Exercise details:
Retype all of the items below line for line, with no changes, and leave out the pictures.

[Pointing dataset items]
___
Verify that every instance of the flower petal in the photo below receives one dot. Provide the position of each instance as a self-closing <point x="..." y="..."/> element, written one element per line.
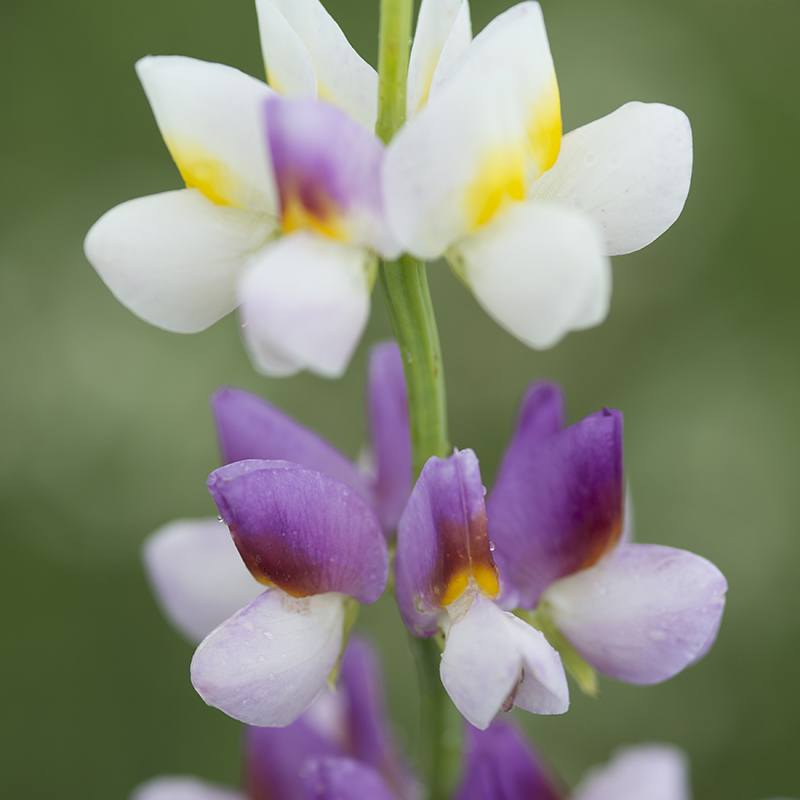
<point x="197" y="575"/>
<point x="266" y="664"/>
<point x="305" y="299"/>
<point x="557" y="504"/>
<point x="444" y="31"/>
<point x="173" y="258"/>
<point x="344" y="779"/>
<point x="179" y="787"/>
<point x="539" y="271"/>
<point x="657" y="772"/>
<point x="249" y="427"/>
<point x="387" y="404"/>
<point x="301" y="530"/>
<point x="495" y="125"/>
<point x="491" y="659"/>
<point x="210" y="118"/>
<point x="501" y="765"/>
<point x="328" y="173"/>
<point x="443" y="541"/>
<point x="643" y="613"/>
<point x="343" y="78"/>
<point x="630" y="170"/>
___
Solution to this problem:
Verify that every instance of the flower petal in the photo below receives one dot. Provide the position of each instance as a self-closing <point x="..." y="..."/> element, written one element per line.
<point x="197" y="575"/>
<point x="266" y="664"/>
<point x="305" y="299"/>
<point x="557" y="504"/>
<point x="444" y="31"/>
<point x="173" y="258"/>
<point x="344" y="779"/>
<point x="179" y="787"/>
<point x="539" y="271"/>
<point x="657" y="772"/>
<point x="249" y="427"/>
<point x="387" y="404"/>
<point x="301" y="530"/>
<point x="495" y="125"/>
<point x="491" y="659"/>
<point x="210" y="118"/>
<point x="501" y="765"/>
<point x="328" y="173"/>
<point x="443" y="541"/>
<point x="643" y="613"/>
<point x="343" y="78"/>
<point x="630" y="170"/>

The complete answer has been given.